[Location identification items]
------------------------------------------------
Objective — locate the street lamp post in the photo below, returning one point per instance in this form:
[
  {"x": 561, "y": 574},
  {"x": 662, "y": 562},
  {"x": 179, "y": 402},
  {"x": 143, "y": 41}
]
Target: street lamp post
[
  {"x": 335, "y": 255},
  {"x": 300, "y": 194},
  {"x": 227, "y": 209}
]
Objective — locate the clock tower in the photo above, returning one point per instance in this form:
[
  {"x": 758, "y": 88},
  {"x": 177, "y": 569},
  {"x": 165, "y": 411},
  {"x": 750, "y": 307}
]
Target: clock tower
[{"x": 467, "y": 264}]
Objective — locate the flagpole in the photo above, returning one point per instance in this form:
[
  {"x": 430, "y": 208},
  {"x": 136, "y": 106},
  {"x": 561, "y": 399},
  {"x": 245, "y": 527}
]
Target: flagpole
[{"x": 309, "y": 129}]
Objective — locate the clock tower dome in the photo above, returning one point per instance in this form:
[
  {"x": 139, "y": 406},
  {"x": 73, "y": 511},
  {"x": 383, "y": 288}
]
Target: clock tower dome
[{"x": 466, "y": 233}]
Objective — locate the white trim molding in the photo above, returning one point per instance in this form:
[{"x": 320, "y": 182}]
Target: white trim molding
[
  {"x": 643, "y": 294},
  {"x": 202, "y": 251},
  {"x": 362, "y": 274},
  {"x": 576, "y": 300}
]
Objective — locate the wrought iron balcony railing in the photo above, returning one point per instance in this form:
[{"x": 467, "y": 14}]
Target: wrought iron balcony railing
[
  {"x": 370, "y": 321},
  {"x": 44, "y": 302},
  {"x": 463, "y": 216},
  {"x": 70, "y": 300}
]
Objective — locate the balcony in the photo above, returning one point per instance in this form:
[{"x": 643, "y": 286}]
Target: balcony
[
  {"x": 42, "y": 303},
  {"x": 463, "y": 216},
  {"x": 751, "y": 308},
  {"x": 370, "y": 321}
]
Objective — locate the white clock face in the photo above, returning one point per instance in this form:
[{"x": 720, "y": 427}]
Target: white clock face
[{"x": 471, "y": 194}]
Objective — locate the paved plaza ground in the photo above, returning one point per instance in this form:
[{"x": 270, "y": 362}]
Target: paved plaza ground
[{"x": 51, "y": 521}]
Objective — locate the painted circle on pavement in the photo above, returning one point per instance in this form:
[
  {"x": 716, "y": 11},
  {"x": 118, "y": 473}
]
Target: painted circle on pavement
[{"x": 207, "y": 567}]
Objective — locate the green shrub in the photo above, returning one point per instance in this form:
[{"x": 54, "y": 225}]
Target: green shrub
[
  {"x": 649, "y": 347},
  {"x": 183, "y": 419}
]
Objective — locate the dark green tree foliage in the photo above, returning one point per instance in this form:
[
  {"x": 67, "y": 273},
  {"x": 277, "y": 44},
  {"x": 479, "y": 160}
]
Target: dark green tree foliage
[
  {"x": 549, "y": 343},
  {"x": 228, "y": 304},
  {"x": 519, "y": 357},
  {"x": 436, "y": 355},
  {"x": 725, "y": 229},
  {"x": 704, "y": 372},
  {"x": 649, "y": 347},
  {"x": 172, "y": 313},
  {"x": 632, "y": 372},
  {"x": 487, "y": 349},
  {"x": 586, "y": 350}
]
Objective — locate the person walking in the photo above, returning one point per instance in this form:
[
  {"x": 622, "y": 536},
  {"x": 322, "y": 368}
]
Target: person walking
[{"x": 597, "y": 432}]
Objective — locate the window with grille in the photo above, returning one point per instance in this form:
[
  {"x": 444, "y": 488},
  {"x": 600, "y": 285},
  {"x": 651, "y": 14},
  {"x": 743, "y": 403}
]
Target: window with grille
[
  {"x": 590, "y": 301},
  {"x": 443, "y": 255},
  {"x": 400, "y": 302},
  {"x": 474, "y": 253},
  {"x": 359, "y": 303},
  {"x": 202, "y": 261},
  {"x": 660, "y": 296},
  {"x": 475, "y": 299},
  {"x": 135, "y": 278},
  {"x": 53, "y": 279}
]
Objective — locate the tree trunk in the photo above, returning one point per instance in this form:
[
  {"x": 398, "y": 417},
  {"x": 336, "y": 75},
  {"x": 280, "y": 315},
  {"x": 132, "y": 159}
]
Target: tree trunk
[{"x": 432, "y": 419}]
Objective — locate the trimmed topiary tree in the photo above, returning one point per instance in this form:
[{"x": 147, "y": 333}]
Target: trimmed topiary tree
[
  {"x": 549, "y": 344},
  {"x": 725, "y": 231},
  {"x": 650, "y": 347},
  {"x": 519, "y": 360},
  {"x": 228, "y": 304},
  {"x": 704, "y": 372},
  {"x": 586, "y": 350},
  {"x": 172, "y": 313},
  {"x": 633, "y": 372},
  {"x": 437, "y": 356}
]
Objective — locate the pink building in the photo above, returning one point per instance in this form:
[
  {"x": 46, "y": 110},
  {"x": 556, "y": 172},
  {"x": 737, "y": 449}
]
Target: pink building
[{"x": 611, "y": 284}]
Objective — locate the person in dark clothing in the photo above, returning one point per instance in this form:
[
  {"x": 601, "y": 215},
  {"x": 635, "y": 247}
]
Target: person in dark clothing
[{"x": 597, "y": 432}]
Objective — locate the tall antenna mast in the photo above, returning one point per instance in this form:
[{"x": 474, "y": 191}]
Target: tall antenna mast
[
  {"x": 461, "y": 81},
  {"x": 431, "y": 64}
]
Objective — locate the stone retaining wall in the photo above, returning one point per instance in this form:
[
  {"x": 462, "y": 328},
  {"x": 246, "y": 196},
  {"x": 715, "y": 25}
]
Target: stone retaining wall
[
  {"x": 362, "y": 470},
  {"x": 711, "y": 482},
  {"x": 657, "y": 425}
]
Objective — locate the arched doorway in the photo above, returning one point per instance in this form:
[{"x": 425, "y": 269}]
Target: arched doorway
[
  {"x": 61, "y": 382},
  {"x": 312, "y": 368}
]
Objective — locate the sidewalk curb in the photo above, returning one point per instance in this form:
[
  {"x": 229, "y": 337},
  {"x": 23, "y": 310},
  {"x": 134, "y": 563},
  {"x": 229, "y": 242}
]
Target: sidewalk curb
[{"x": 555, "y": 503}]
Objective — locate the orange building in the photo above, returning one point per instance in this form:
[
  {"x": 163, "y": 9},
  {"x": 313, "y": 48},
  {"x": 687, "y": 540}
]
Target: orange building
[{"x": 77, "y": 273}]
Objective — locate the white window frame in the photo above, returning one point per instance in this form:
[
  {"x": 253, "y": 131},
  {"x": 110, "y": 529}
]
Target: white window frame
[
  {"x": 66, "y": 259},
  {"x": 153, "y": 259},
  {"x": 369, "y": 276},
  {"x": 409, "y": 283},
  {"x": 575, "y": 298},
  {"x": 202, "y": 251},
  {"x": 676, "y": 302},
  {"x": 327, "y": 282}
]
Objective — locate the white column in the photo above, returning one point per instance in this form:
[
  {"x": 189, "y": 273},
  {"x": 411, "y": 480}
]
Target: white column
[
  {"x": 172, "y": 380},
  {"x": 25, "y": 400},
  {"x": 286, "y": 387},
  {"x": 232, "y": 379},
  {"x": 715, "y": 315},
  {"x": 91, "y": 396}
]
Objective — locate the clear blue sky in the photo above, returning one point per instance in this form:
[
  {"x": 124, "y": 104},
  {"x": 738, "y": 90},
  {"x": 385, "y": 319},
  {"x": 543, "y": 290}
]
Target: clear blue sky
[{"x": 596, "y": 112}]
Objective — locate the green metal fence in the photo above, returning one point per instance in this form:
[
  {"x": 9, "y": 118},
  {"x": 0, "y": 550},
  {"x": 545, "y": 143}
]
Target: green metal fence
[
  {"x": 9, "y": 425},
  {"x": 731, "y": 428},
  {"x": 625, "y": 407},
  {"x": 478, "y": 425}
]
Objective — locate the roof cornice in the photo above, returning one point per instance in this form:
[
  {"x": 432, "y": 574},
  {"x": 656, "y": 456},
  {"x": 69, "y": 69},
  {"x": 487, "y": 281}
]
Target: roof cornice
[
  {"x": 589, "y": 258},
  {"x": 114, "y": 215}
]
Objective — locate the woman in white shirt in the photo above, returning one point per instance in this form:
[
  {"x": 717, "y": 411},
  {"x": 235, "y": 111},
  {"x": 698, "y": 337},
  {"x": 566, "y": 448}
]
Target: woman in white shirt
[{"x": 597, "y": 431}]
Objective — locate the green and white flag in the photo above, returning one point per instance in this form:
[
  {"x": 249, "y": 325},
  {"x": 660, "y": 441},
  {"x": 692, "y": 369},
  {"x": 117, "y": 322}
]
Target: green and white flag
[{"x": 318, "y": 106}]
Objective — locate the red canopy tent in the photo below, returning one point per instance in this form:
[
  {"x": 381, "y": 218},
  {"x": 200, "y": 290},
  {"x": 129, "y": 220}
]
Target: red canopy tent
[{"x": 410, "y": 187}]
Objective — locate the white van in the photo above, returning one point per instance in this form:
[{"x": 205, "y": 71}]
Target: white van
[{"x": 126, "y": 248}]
------------------------------------------------
— Written instruction —
Extract the closing run of lines, starting with the one containing "Objective — locate the green and" and ending at the last, exactly as written.

— Response for this exercise —
Objective — locate the green and white flag in the photo above, returning one point per instance in this form:
[
  {"x": 249, "y": 325},
  {"x": 660, "y": 441},
  {"x": 692, "y": 369},
  {"x": 117, "y": 322}
]
Target: green and white flag
[{"x": 318, "y": 106}]
Objective — locate the red canopy tent in the photo below, returning one point per instance in this form:
[
  {"x": 381, "y": 218},
  {"x": 200, "y": 290},
  {"x": 129, "y": 220}
]
Target: red canopy tent
[{"x": 410, "y": 187}]
Objective — locate the white van in the photo above, returning one point per instance in this form:
[{"x": 205, "y": 71}]
Target: white van
[{"x": 126, "y": 248}]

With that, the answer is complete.